#### [THE REQUEST]
Please retype the material below without changes, from the line containing "of the lighthouse" up to and including the line containing "pixel 195 138".

#### [RECORDS SUPPLIED]
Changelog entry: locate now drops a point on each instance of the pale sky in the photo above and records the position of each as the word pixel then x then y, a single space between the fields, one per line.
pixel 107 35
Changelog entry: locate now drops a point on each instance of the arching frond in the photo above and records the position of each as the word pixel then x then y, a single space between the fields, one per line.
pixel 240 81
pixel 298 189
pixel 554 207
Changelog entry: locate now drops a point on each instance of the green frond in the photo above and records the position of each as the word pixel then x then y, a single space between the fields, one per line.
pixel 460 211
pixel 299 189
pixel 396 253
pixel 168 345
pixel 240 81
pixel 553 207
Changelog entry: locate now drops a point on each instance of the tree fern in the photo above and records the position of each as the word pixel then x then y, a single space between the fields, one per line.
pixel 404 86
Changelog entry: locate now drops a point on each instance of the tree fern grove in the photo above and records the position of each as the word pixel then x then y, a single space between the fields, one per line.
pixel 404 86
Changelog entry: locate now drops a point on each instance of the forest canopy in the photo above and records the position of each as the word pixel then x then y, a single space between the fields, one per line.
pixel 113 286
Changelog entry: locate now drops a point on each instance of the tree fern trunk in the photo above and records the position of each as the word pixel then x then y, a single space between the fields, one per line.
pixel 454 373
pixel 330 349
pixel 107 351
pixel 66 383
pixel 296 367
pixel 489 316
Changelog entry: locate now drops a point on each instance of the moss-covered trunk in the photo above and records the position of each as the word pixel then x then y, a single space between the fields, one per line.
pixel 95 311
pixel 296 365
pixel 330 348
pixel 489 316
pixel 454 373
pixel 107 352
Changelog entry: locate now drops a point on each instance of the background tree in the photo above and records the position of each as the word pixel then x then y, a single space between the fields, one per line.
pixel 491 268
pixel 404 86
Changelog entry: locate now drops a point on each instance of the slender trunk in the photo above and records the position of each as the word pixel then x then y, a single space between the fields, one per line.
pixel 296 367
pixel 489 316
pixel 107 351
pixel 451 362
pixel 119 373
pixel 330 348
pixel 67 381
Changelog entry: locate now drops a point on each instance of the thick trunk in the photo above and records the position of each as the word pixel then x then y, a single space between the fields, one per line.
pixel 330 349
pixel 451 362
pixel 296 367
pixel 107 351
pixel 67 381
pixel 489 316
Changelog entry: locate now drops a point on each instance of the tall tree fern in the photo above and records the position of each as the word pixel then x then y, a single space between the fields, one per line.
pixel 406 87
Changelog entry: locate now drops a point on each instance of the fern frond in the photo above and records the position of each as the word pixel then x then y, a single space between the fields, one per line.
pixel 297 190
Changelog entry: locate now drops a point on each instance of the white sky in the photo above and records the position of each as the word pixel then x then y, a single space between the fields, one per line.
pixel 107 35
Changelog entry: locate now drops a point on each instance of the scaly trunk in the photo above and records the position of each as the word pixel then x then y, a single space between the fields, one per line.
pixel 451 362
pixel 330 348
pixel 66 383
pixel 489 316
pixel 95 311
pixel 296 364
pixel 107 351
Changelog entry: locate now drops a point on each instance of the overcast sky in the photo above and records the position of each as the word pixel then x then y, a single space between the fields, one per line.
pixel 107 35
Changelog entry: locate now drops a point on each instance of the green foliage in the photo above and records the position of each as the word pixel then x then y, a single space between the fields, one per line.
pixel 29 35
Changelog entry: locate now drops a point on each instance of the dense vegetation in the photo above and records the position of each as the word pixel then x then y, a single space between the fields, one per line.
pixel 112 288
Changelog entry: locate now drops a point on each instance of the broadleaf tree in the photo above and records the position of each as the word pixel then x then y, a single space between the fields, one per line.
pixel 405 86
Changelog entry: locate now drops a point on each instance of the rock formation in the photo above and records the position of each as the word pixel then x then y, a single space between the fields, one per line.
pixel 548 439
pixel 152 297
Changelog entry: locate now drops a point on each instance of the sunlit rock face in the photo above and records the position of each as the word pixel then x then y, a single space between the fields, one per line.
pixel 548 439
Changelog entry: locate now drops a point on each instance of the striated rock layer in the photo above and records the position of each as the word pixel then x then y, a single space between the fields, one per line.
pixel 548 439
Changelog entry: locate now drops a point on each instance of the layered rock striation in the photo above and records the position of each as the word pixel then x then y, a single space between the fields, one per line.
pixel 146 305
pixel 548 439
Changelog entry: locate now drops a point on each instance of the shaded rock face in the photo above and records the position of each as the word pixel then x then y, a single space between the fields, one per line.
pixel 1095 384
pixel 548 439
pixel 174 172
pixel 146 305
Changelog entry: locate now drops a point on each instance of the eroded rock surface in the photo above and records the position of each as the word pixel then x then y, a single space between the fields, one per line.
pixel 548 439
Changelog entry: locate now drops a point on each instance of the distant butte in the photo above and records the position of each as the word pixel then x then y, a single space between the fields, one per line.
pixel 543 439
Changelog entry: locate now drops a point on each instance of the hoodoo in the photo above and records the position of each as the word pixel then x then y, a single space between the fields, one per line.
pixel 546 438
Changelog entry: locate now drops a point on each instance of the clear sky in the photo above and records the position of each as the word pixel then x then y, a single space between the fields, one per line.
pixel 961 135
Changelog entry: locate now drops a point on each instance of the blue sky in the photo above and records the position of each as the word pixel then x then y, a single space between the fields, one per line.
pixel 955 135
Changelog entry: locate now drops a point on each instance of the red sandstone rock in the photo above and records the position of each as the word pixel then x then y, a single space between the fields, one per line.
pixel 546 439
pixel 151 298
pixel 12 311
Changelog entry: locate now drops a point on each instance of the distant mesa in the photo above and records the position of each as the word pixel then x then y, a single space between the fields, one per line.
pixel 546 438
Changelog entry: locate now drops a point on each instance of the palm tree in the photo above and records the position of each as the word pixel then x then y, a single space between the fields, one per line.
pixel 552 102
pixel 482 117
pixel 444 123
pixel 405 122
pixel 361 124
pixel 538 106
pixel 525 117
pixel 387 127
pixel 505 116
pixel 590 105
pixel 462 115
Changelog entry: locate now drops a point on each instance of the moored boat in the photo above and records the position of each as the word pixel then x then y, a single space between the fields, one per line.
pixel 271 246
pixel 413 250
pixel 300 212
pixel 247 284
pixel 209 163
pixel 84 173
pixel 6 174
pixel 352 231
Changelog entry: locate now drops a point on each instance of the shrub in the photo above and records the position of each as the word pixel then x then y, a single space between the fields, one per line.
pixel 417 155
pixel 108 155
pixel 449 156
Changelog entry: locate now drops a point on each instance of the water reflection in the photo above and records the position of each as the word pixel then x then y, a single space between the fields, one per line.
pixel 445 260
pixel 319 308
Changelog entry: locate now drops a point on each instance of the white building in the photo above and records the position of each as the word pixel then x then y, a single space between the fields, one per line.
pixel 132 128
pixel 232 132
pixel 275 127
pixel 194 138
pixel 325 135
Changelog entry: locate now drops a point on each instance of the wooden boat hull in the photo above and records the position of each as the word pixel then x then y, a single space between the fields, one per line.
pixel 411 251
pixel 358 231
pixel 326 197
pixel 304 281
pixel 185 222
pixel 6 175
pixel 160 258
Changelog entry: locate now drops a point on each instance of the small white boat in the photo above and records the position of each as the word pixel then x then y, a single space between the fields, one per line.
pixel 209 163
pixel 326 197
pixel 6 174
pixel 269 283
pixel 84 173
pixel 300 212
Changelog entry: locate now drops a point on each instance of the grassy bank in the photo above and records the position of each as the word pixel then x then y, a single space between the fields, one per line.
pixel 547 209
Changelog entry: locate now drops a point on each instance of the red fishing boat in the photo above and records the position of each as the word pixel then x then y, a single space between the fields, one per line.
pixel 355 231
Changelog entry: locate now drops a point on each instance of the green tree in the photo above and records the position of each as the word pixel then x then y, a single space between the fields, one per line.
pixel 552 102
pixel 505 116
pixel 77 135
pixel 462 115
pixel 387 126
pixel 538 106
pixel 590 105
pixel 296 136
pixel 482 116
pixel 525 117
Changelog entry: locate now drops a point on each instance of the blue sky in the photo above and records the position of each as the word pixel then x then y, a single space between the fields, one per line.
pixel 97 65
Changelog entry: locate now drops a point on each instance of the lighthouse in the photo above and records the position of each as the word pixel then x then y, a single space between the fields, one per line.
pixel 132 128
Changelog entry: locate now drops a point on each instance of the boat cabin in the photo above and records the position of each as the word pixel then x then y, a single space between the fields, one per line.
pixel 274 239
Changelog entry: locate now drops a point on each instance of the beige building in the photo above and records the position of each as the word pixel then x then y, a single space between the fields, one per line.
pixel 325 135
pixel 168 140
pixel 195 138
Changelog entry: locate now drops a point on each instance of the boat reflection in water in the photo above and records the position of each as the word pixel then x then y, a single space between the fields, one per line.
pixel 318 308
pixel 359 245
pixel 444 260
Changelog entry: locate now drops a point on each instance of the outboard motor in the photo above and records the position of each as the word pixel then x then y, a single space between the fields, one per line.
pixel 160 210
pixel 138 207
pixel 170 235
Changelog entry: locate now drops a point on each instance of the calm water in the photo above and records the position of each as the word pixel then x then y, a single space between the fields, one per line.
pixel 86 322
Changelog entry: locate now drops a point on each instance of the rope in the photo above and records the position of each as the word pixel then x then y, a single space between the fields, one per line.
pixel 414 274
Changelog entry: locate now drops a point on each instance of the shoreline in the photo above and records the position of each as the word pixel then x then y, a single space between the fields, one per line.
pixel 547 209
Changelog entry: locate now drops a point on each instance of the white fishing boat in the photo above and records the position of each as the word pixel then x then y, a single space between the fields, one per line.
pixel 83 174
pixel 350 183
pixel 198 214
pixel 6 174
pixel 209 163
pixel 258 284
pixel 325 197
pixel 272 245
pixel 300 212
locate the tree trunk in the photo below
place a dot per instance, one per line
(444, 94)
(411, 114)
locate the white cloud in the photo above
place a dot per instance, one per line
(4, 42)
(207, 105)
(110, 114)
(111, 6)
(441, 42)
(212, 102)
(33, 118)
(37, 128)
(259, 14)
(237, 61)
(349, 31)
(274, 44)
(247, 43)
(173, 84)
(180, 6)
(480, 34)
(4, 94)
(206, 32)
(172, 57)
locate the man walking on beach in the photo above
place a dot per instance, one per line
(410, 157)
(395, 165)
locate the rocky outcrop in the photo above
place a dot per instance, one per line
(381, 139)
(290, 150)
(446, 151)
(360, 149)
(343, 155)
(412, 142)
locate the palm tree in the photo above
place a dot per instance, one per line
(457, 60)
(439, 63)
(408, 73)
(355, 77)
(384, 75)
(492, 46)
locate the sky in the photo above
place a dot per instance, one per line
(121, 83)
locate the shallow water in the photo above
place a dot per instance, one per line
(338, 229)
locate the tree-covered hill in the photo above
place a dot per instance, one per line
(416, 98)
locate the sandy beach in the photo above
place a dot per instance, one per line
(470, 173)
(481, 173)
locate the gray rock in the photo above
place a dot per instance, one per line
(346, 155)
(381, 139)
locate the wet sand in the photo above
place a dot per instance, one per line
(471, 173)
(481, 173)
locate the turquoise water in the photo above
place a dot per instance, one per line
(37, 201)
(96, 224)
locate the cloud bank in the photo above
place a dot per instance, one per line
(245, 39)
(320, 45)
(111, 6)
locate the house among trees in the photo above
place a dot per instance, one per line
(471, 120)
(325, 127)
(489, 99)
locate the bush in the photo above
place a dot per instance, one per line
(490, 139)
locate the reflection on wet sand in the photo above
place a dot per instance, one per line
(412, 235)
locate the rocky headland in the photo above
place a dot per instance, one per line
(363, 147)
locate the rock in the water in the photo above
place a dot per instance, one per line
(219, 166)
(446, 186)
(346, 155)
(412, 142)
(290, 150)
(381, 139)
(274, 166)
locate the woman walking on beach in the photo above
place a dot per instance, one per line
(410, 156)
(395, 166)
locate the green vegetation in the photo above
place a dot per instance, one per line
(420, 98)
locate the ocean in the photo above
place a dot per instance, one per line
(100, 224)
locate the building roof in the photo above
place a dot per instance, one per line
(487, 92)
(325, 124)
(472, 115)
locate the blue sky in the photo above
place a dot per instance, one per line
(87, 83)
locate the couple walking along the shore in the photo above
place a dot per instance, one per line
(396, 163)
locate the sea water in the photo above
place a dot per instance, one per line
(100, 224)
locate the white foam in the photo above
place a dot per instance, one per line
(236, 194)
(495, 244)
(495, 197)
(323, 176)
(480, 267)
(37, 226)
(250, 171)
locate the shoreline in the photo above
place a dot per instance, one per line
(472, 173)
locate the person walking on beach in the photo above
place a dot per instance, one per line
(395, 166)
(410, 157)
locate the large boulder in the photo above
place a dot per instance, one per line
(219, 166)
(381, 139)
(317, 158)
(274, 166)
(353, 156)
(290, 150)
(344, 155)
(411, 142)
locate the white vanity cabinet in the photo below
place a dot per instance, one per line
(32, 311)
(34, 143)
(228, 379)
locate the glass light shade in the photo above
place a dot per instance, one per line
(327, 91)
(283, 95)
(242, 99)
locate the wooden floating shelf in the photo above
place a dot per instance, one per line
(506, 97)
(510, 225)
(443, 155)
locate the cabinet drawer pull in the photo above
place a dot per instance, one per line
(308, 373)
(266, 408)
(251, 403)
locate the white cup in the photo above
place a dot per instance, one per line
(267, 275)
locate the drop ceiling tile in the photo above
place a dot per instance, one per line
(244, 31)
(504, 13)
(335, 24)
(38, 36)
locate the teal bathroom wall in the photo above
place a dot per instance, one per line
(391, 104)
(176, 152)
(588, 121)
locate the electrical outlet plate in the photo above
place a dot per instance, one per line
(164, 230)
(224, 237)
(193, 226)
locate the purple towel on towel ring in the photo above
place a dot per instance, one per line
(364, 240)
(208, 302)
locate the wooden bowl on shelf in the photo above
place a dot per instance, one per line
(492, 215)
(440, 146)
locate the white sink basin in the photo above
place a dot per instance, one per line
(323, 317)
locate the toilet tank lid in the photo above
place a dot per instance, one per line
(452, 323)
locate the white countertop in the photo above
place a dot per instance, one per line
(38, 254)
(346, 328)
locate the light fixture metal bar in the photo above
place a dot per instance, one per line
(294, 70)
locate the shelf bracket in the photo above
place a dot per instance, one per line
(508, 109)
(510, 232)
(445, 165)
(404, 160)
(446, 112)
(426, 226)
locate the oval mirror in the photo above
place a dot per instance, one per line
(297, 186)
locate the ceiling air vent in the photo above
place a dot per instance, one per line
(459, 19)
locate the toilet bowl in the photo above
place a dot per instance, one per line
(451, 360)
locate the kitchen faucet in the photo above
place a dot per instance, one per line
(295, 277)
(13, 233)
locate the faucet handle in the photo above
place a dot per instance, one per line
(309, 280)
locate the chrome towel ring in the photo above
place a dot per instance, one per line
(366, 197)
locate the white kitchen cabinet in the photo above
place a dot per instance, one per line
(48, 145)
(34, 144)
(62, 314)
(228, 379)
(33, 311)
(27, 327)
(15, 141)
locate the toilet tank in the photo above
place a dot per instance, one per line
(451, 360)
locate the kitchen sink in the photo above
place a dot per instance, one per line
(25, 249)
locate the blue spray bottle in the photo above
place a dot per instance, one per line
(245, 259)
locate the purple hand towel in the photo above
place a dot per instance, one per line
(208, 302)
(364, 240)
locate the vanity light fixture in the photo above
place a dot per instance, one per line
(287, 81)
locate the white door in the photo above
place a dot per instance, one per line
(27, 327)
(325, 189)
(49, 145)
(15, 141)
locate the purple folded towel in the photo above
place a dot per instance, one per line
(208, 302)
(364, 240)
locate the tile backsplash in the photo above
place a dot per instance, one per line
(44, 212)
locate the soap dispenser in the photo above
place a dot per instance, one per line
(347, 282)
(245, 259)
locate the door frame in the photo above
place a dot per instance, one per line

#### [EXERCISE OUTPUT]
Changelog entry: locate now drops a point on each instance of the lighthouse in the photo above and records the position of each as the word pixel then x then y, a single space between the fields, one per line.
pixel 132 128
Changelog entry: locate now drops a point on each instance of the boat cabin in the photo above and records the position of each as the word pixel then x then y, a single space between the fields, one per line.
pixel 274 239
Changelog entry: locate now drops a point on each instance of the beige building in the photo above and records the position of each as the word pixel then x then y, a single space between the fields, one per line.
pixel 325 135
pixel 168 140
pixel 195 138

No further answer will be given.